Datensätze zum Zeigen:
□ □ □ □ □ □ □

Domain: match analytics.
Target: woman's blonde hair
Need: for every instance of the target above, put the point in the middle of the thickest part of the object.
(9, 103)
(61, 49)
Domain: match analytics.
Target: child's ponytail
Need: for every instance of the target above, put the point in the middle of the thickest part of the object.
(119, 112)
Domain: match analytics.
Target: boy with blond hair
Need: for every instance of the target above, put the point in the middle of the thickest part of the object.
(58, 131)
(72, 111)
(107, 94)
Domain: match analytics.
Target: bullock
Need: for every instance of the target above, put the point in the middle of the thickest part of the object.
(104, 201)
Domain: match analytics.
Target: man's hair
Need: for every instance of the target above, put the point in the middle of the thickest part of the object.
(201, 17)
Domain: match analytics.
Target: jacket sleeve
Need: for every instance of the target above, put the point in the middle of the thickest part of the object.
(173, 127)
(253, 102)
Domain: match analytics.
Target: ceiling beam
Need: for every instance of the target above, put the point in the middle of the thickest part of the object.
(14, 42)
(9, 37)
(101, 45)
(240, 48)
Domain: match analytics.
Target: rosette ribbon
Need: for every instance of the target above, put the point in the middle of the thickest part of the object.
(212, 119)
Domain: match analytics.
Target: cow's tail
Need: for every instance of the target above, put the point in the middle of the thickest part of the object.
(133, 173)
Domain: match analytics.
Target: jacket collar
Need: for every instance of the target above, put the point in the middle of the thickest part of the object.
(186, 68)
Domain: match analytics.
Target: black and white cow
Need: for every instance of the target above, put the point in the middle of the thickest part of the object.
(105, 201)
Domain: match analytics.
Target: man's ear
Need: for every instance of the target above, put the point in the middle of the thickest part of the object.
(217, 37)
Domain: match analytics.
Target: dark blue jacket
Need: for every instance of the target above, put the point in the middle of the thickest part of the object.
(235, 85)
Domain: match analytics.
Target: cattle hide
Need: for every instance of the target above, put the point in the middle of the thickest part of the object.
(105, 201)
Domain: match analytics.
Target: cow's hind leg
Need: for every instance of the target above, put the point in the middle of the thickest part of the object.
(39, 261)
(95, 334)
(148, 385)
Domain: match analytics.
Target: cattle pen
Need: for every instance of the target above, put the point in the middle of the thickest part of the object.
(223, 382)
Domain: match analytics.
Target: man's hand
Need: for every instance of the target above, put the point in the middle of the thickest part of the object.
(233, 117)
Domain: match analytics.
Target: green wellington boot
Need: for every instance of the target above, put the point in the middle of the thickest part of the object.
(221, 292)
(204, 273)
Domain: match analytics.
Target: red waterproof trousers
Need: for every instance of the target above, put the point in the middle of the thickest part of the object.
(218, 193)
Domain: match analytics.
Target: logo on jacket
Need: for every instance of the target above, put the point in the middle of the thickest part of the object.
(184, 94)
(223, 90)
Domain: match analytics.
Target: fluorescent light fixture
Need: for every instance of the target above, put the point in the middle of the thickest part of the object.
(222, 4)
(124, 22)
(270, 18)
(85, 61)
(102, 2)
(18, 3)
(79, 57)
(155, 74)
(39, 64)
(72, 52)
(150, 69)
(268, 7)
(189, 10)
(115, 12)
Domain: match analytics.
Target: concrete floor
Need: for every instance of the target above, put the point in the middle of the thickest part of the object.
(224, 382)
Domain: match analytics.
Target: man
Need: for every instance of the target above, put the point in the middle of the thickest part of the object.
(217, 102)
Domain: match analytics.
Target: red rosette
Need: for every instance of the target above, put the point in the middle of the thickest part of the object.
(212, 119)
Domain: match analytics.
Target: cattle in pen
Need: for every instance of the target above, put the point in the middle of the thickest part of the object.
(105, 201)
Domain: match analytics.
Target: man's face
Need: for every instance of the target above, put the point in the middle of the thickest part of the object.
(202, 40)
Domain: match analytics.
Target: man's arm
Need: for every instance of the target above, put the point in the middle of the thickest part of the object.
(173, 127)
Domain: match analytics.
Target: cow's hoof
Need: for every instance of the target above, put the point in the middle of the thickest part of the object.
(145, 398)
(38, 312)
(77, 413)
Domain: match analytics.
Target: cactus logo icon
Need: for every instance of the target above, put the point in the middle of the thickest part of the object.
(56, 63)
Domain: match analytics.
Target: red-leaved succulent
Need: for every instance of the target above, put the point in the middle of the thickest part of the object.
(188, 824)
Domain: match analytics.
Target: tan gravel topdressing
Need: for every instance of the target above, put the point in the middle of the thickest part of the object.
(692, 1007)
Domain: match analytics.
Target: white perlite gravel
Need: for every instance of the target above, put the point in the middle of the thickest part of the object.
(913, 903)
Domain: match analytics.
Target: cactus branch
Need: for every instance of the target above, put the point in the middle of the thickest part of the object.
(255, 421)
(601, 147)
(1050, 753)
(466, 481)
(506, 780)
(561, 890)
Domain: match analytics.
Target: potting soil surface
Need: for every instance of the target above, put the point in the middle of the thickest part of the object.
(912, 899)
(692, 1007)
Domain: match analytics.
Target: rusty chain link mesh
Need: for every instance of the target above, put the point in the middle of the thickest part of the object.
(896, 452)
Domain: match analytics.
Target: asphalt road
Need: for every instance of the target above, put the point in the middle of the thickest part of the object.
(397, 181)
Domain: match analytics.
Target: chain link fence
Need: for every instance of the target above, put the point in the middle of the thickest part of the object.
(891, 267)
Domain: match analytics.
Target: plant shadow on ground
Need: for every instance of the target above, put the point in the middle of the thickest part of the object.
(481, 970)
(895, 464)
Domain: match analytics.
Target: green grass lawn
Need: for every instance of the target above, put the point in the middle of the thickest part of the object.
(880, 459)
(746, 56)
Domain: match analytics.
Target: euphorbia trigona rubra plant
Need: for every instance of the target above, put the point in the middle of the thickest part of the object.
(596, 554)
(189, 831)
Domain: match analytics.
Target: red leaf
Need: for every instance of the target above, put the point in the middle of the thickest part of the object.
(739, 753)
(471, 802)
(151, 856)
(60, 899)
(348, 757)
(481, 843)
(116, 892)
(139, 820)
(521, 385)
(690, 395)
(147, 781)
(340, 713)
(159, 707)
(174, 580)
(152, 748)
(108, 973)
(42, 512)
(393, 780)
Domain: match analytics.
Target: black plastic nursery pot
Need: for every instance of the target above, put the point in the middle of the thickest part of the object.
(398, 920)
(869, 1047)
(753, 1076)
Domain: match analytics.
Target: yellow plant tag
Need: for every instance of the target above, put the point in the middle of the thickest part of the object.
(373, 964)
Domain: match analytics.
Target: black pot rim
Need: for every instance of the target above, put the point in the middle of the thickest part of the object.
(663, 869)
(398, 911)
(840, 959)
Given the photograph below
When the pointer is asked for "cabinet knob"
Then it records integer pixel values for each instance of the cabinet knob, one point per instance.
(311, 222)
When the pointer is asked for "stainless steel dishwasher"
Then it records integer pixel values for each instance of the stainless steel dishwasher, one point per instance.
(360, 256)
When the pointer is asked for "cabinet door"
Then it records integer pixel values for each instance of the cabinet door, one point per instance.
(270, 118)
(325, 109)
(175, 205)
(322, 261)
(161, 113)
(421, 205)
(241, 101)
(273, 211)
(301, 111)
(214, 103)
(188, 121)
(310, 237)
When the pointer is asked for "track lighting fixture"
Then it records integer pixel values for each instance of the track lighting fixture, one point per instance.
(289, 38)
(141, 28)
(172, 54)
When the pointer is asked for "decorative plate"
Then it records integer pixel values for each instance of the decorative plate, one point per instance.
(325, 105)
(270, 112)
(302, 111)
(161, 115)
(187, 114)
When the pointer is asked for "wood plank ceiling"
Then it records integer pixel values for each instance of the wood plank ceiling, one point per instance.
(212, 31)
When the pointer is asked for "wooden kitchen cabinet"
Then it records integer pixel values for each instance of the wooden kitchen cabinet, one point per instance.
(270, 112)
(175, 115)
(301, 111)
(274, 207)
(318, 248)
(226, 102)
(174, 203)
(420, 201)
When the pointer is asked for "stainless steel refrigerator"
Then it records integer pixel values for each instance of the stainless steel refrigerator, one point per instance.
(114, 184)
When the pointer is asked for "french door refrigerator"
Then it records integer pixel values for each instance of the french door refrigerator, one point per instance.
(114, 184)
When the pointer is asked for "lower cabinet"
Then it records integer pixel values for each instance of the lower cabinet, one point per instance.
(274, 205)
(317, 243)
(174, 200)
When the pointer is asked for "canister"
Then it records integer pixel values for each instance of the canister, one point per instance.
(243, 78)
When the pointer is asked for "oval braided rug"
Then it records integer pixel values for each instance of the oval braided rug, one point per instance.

□ □ □ □ □ □ □

-- Zu lösende Aufgabe --
Ermittle in den Datensätzen oben jede Zeile, die die Zeichenfolge „rosette“ enthält. Gib jede dieser Zeilen wortgetreu wieder.

-- Lösung --
Target: rosette ribbon
Target: red rosette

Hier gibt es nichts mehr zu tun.